GIVEN DATA:
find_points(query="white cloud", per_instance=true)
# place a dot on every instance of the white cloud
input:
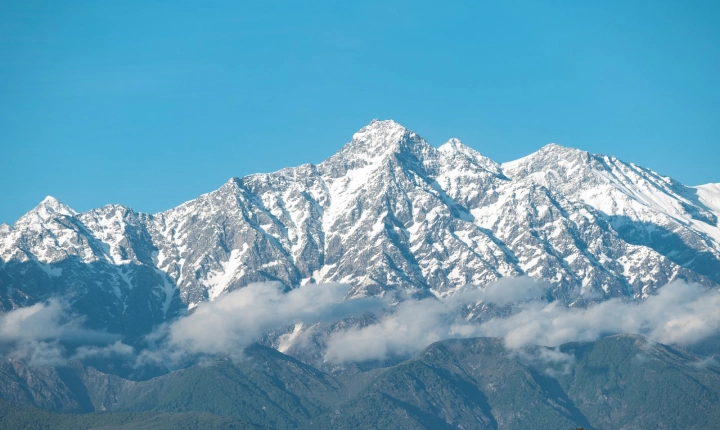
(680, 314)
(36, 334)
(237, 319)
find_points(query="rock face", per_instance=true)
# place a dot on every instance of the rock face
(387, 212)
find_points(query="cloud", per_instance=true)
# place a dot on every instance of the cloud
(239, 318)
(322, 318)
(39, 335)
(680, 314)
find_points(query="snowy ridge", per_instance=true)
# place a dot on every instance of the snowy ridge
(388, 211)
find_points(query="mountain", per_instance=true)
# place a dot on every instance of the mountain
(620, 381)
(388, 212)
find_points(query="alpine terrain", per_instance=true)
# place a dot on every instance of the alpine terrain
(393, 218)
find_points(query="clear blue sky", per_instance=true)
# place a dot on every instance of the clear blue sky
(150, 103)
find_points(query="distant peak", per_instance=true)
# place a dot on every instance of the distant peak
(48, 208)
(381, 126)
(381, 134)
(455, 145)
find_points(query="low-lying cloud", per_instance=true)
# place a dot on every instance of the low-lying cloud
(239, 318)
(680, 314)
(39, 335)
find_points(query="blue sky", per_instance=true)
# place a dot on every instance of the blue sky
(150, 103)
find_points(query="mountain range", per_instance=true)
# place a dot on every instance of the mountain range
(388, 212)
(387, 233)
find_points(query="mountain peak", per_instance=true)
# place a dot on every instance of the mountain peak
(455, 145)
(48, 208)
(381, 132)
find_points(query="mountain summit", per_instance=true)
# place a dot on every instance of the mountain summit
(388, 212)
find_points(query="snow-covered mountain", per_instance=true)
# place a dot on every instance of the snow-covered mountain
(388, 211)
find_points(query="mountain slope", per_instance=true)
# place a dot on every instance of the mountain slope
(387, 212)
(620, 381)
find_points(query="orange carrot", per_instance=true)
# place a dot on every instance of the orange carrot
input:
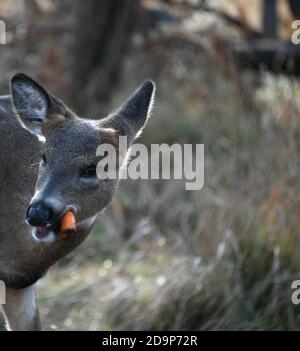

THE TASK: Return the full material word for word. Do not include the pictures.

RESULT OF THIS TASK:
find_points(query="white cloud", per_instance=true)
# place a dot on every instance of the white cloud
input:
(680, 314)
(36, 334)
(237, 319)
find_points(query="rock face", per_instance=true)
# place a dot on every instance of the rock face
(387, 212)
find_points(query="cloud", per_instance=true)
# place a dot on every instance of the cloud
(239, 318)
(322, 318)
(39, 335)
(680, 314)
find_points(query="snowy ridge", per_instance=true)
# place a dot on every instance of the snowy ridge
(388, 211)
find_points(query="mountain", per_instance=true)
# place a dot on every instance of the mountain
(620, 381)
(388, 212)
find_points(query="alpine terrain", per_instance=true)
# place a dot on every instance of the alpine terrain
(393, 218)
find_points(query="clear blue sky", per_instance=true)
# place a dot on every instance of the clear blue sky
(150, 103)
find_points(query="distant peak", per_instance=true)
# place a dot on every instance of the distant peak
(48, 208)
(381, 126)
(381, 134)
(455, 145)
find_points(query="low-lying cloud", per_instance=true)
# place a dot on every instance of the low-lying cloud
(239, 318)
(680, 314)
(39, 335)
find_points(query="blue sky", per_instance=true)
# place a dot on every instance of the blue sky
(150, 103)
find_points(query="mountain range", per_instance=true)
# place a dot on every instance of the mountain range
(388, 212)
(387, 233)
find_points(query="mountain peak", per_instance=true)
# place a dot on every instance of the mountain peak
(455, 145)
(48, 208)
(381, 132)
find_points(query="mountain summit", per_instance=true)
# place a dot on every instance of the mountain summit
(388, 212)
find_points(query="snow-covered mountain", per_instance=true)
# place a dot on every instance of the snow-covered mountain
(388, 211)
find_points(query="mountain slope", per_instance=true)
# place a dot on every instance of the mountain slope
(387, 212)
(620, 381)
find_points(query="orange carrot", per_instance=true)
# place a dot on every instance of the orange carrot
input:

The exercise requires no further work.